* WHAT YOU NEED TO DO: Copy out all of the material below word for word, without the pictures.

* RECORDS PROVIDED:

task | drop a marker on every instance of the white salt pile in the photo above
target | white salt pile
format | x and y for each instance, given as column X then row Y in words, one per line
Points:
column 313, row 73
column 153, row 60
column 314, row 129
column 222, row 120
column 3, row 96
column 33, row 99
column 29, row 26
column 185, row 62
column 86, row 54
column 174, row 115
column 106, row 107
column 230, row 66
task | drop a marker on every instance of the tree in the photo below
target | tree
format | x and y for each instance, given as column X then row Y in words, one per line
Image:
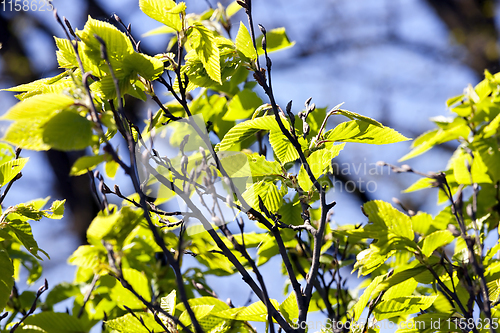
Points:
column 134, row 273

* WRITTEN ANSWER:
task | drop a marker on every instance of the white salt pile in the photo above
target | white salt pile
format | x and y for each instance, given as column X then row Y in words, one per line
Points:
column 313, row 73
column 153, row 60
column 314, row 129
column 222, row 120
column 3, row 96
column 33, row 99
column 29, row 26
column 185, row 62
column 86, row 54
column 174, row 115
column 106, row 107
column 230, row 66
task | drop a marker on every instance of the tree in the photo below
target | tree
format | x and y for each instance, given as column X then row Y in words, one per line
Image:
Points:
column 134, row 273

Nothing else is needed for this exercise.